Craig Berube: After 18 years with Flyers, he is now a St. Louis icon | Sam Carchidi
Craig Berube spent nearly two decades in the Flyers’ organization, but he will forever be remembered reverently in St Louis.
Craig Berube spent nearly two decades in the Flyers organization, but he will forever be remembered reverently in St Louis because, in his six-plus months behind the bench as an interim coach, he and the team he directed did the unthinkable.
Or as Gene Hart might have said if he were broadcasting the final seconds of a tense Game 7 Wednesday night in Boston: “Ladies and gentlemen, the Blues are going to win the Stanley Cup! The Blues win the Stanley Cup! The Blues win the Stanley Cup!”
Hart changed tenses in the frantic final seconds of the Flyers’ epic 1-0 win over Boston to give the Flyers their first Stanley Cup, in 1974. It was epic because the Flyers had been in the NHL only seven years and most observers didn’t give them much of a chance against Bobby Orr and Co.
Similarly, no one in his right mind gave Berube’s Blues any chance of winning the Cup back in early January.
Heck, no one thought they would even make the playoffs, let alone win their first Stanley Cup since St. Louis entered the league in 1967.
On Jan. 2, the Blues were dead last in the 31-team NHL.
Now, after Wednesday’s 4-1 win over Boston finished the most grueling tournament in all sports, they are Stanley Cup champions.
It may not have been the most amazing coaching job in NHL history, but it certainly ranks among the best.
Berube, who spent 18 seasons in the Flyers organization as a coach and player, will forever be adored in St. Louis. Like Fred Shero in Philadelphia.

● DATA SUPPLIED:
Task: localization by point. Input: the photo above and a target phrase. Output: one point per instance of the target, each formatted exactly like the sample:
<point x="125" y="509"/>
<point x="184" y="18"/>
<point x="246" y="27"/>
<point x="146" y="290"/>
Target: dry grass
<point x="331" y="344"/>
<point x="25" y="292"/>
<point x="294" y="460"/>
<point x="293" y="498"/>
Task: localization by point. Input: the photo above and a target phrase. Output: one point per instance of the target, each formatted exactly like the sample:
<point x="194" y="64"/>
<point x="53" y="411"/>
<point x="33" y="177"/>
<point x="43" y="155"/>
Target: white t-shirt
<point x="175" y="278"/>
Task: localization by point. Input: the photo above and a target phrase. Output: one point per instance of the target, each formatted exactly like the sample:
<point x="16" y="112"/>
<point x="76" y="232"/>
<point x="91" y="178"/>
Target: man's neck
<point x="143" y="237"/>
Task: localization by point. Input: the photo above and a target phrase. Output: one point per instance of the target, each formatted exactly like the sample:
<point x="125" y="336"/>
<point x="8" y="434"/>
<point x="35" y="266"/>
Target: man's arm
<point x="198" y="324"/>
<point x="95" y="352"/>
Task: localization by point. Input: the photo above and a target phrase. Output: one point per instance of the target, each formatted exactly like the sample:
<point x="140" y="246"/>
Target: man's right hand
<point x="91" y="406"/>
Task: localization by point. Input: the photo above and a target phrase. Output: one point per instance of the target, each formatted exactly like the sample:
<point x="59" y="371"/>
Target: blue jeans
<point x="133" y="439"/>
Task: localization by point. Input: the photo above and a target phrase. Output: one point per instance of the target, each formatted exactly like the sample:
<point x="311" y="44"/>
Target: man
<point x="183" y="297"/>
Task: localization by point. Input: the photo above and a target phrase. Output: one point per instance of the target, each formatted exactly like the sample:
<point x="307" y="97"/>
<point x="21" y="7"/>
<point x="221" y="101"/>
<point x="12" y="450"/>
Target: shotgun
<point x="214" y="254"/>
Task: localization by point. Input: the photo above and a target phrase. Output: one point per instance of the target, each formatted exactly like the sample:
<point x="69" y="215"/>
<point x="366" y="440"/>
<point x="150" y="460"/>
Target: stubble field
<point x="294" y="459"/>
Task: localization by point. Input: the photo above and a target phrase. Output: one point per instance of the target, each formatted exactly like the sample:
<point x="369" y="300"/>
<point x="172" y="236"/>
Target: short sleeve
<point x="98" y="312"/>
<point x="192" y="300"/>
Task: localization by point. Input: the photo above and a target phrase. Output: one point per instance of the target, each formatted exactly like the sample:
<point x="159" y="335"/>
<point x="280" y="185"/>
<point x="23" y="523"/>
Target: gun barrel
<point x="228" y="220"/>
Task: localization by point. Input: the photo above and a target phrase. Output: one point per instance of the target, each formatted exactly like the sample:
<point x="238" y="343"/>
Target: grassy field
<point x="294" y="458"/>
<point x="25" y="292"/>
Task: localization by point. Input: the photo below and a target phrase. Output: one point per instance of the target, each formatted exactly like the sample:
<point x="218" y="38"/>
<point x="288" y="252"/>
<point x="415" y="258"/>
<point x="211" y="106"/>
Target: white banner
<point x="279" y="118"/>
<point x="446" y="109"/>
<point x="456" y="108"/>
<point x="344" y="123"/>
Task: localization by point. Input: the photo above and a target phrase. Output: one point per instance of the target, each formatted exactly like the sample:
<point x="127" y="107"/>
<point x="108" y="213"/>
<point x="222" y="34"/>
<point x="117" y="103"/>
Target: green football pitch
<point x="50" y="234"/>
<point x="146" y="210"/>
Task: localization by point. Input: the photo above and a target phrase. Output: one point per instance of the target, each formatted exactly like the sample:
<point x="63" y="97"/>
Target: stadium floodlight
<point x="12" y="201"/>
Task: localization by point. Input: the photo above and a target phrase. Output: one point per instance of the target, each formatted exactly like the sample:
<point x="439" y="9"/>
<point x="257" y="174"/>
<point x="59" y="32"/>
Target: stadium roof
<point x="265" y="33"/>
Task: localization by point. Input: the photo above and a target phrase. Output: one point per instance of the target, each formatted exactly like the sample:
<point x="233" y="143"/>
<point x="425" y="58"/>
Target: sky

● TASKS AND EXERCISES:
(a) In the article about Craig Berube, what was the Blues' position in the NHL standings on Jan. 2?
(b) Reproduce a passage of the article about Craig Berube, starting at the words "Or as Gene Hart" and stopping after "in early January.".

● WRITTEN RESPONSES:
(a) They were dead last in the 31-team NHL.

(b)
Or as Gene Hart might have said if he were broadcasting the final seconds of a tense Game 7 Wednesday night in Boston: “Ladies and gentlemen, the Blues are going to win the Stanley Cup! The Blues win the Stanley Cup! The Blues win the Stanley Cup!”
Hart changed tenses in the frantic final seconds of the Flyers’ epic 1-0 win over Boston to give the Flyers their first Stanley Cup, in 1974. It was epic because the Flyers had been in the NHL only seven years and most observers didn’t give them much of a chance against Bobby Orr and Co.
Similarly, no one in his right mind gave Berube’s Blues any chance of winning the Cup back in early January.